◆ Dataset rows:

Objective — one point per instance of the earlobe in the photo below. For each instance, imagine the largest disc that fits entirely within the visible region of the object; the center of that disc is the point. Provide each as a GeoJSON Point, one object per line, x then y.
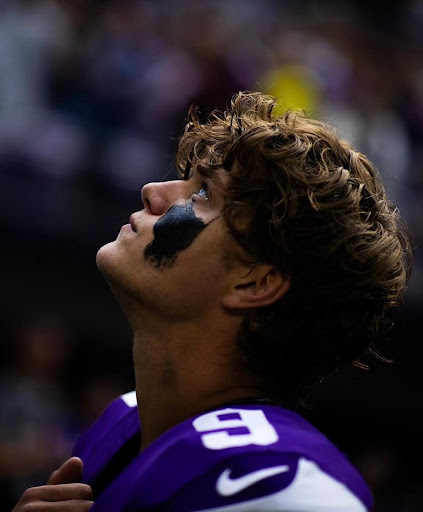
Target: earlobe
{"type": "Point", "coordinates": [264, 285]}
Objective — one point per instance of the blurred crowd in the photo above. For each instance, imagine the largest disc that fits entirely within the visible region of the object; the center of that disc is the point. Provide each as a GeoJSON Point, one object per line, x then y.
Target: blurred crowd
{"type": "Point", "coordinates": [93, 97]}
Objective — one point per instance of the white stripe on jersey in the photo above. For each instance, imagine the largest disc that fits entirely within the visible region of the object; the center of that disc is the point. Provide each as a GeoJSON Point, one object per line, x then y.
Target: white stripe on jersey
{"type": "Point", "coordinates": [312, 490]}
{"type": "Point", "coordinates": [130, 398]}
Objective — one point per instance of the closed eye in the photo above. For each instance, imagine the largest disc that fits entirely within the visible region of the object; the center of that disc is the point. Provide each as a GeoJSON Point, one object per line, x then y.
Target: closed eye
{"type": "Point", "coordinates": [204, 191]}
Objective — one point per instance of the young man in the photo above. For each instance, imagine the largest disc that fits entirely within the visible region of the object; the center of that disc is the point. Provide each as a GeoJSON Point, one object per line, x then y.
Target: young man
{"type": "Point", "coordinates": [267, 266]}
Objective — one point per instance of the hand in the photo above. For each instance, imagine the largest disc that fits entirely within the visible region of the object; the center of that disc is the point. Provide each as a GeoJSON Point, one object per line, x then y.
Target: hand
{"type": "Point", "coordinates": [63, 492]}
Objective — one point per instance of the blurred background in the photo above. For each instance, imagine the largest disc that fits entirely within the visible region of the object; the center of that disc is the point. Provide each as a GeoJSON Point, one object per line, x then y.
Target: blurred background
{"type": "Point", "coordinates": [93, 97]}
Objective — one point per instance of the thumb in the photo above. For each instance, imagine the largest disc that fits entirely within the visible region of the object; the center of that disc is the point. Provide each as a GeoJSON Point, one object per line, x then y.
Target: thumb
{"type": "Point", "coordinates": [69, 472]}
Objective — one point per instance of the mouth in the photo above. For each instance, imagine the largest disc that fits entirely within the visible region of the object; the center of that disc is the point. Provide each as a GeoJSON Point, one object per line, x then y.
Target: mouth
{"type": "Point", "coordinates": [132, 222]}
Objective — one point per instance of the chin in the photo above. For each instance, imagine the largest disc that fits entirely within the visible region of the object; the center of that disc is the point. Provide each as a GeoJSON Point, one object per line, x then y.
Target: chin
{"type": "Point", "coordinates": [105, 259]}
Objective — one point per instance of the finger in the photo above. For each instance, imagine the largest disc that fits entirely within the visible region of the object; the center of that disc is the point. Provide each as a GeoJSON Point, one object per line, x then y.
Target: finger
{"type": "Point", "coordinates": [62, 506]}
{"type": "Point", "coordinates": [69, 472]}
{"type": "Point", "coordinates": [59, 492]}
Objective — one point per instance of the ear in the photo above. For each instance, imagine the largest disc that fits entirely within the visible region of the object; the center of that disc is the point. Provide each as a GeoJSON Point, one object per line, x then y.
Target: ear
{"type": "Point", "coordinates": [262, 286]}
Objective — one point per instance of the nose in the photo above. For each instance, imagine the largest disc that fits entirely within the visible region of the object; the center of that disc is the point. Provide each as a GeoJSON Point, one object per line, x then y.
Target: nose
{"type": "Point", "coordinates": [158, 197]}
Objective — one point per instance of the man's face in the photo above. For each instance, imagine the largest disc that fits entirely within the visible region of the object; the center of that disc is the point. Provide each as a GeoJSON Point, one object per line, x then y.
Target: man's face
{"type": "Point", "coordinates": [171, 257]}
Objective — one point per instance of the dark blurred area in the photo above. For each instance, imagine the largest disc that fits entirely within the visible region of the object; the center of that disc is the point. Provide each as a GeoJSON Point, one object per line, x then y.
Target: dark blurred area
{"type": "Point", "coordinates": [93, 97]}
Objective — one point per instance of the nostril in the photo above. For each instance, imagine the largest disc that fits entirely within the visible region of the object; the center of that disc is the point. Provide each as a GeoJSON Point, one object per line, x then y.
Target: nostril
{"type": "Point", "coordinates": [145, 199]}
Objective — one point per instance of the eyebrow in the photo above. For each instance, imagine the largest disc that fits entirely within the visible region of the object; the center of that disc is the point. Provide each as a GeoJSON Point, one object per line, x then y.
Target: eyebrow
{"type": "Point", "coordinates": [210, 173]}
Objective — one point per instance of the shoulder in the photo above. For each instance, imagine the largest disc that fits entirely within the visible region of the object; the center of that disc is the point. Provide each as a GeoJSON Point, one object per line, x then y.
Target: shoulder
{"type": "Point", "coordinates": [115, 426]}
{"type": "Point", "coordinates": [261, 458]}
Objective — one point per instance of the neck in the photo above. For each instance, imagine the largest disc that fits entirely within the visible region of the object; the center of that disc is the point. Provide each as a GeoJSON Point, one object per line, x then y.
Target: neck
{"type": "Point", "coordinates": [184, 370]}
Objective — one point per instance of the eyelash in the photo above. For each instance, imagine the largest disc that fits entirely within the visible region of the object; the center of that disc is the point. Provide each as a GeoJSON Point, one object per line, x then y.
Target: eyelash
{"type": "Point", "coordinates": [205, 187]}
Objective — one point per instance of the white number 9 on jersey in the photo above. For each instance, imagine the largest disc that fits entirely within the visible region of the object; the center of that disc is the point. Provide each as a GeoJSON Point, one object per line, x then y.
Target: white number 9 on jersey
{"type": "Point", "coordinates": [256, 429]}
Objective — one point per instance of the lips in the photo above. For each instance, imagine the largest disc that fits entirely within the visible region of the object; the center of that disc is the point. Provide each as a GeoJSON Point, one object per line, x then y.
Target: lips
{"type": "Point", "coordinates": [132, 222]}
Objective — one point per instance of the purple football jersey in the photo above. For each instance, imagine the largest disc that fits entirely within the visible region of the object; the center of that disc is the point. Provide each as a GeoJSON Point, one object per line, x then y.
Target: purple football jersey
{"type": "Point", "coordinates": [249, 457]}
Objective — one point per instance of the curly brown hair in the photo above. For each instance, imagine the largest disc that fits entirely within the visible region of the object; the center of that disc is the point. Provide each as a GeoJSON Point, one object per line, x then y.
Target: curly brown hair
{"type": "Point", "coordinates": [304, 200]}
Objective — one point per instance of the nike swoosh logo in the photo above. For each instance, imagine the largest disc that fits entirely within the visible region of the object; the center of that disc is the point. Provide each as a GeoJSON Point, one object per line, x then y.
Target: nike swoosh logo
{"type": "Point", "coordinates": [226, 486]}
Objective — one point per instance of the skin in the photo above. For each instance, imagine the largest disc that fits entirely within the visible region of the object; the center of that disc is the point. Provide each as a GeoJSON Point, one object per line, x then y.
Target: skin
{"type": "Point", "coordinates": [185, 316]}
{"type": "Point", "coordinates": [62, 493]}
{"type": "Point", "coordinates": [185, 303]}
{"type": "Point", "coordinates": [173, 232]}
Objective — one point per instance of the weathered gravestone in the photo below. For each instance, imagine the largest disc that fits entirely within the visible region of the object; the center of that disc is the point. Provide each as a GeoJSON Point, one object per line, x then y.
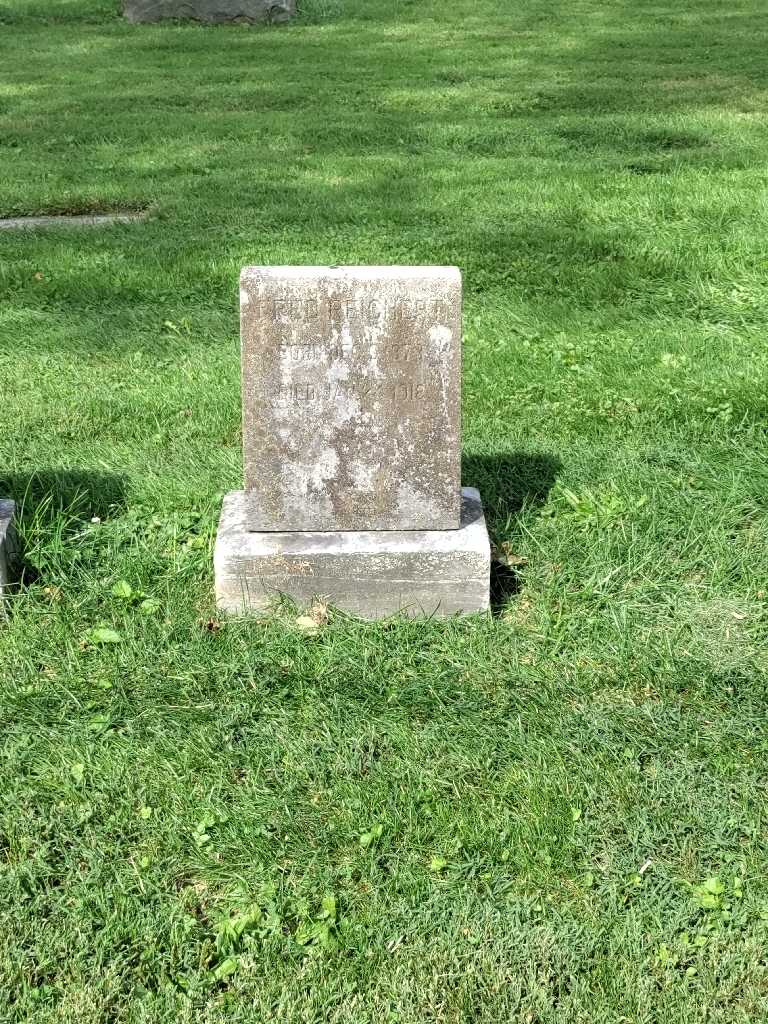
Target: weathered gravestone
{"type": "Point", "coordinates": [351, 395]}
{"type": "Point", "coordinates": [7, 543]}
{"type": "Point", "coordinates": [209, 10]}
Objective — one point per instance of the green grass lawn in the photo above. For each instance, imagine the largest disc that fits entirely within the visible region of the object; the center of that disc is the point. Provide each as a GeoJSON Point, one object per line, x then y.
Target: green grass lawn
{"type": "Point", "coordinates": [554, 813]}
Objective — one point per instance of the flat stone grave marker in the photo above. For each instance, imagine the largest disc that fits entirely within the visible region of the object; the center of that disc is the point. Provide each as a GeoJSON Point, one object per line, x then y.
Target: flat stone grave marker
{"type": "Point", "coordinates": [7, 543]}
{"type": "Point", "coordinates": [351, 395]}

◆ Task details: Rewrite the records between the line containing "Objective — one point per instance of the finger" and the line containing "Target: finger", inclusive, changing "finger" to "thumb" and leaving everything else as it is.

◆ Result for this exercise:
Objective — one point per instance of the thumb in the photo above. For each instance, imagine the largest disc that fits entirely within the visible region of the object; the center of that disc is the point. Provide each as a GeoJSON Point, one object per line, x then y.
Target: thumb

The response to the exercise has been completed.